Prompt
Copy out all of the material below word for word, keeping every line in the same order.

_ _ _ _ _ _ _

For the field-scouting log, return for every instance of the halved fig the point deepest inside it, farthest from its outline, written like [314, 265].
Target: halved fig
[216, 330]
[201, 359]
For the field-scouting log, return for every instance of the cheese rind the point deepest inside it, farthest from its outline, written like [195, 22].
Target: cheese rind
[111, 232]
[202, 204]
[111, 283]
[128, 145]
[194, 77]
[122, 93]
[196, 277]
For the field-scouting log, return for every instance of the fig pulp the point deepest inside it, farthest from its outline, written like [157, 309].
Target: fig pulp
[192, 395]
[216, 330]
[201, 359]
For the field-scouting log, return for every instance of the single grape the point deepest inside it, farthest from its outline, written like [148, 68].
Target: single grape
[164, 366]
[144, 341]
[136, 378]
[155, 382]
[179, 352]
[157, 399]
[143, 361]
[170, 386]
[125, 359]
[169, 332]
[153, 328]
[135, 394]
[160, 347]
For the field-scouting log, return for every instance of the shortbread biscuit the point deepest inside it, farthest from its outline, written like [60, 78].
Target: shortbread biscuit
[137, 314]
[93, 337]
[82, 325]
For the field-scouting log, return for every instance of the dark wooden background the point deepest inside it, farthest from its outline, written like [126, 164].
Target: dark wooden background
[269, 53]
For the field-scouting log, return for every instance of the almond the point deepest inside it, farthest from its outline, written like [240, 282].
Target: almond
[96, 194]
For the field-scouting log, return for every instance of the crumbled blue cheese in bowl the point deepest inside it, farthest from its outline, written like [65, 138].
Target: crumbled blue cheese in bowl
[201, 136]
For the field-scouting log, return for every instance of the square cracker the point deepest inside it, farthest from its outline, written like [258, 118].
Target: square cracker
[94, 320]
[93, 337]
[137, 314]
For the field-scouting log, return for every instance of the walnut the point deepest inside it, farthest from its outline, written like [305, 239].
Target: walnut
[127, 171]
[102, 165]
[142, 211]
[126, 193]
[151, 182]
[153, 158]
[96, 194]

_ _ _ _ _ _ _

Task response
For the field-scouting log, return for every instance of the halved fig the point deepest inside it, farthest from its outline, written like [314, 265].
Target: halved fig
[216, 330]
[201, 359]
For the field-scouting log, return for every instance of the cheese rind the point deepest inside it, farthest from its outline, written like [195, 22].
Target: cheese rind
[111, 232]
[202, 204]
[111, 283]
[128, 145]
[194, 77]
[122, 93]
[196, 277]
For the field-scouting log, return for every instance of the fig pulp the point deepest inside it, farthest from its outline, written like [157, 309].
Target: fig pulp
[192, 395]
[216, 330]
[201, 359]
For the field-scouting log, return for every instance of the single grape the point deepest inside it, farthest from its outline, written like [148, 68].
Target: single grape
[164, 366]
[144, 341]
[136, 378]
[155, 382]
[179, 352]
[157, 399]
[143, 361]
[170, 386]
[125, 359]
[169, 332]
[153, 328]
[135, 394]
[160, 347]
For the field-scouting log, return for every instance of the shortbread biscuit the point deepest inside it, farthest from its outline, written like [60, 78].
Target: shortbread biscuit
[137, 314]
[93, 337]
[82, 325]
For the field-scouting log, return for every instance of the dark wooden background the point deepest inside it, farthest from its outline, written like [126, 164].
Target: dark wooden background
[269, 53]
For the field-scouting log, return for every instance of the almond the point deepest inside it, farthest from its outline, written like [240, 282].
Target: almond
[96, 194]
For the field-scouting log, return for every instance of the crumbled blue cheese in bowl the point deepest inside it, farthest from its outline, written like [65, 138].
Target: crumbled blue cheese in bowl
[201, 136]
For the field-scouting log, return for every instance of the square cracker the point deepest inside it, farthest from its outline, written like [258, 118].
Target: square cracker
[94, 320]
[93, 337]
[137, 314]
For the field-scouting log, return for every instance of the walnut the point deepest inside it, farthest from its outline, written like [305, 239].
Target: walnut
[127, 171]
[102, 165]
[142, 211]
[126, 193]
[151, 182]
[153, 158]
[96, 194]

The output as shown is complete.